| What to work on |
Render the material below as a JSON array of strings, one string per line, with blank lines and picture markers left out.

| Supplied records |
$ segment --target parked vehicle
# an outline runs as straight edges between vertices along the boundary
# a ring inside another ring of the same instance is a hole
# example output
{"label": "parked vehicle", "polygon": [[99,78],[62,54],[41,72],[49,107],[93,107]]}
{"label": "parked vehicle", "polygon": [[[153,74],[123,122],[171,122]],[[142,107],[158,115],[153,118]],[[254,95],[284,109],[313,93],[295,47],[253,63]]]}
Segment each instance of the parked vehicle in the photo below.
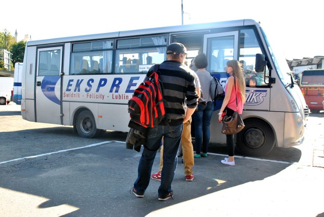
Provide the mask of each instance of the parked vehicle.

| Response |
[
  "$ segment --target parked vehicle",
  "# an outline runs as straight edges between vertices along the boundary",
  "# a ring inside another ring of the same instance is a hole",
  "# example output",
  "{\"label\": \"parked vehicle\", \"polygon\": [[99,78],[62,54],[41,72],[49,107],[93,107]]}",
  "{\"label\": \"parked vehicle\", \"polygon\": [[[153,74],[123,122],[171,122]],[[142,107],[158,115],[153,118]],[[254,95],[284,109],[313,93],[295,47],[253,63]]]}",
  "Segment each instance of the parked vehicle in the photo below.",
  "Provide the mask of each instance of the parked vehicle."
]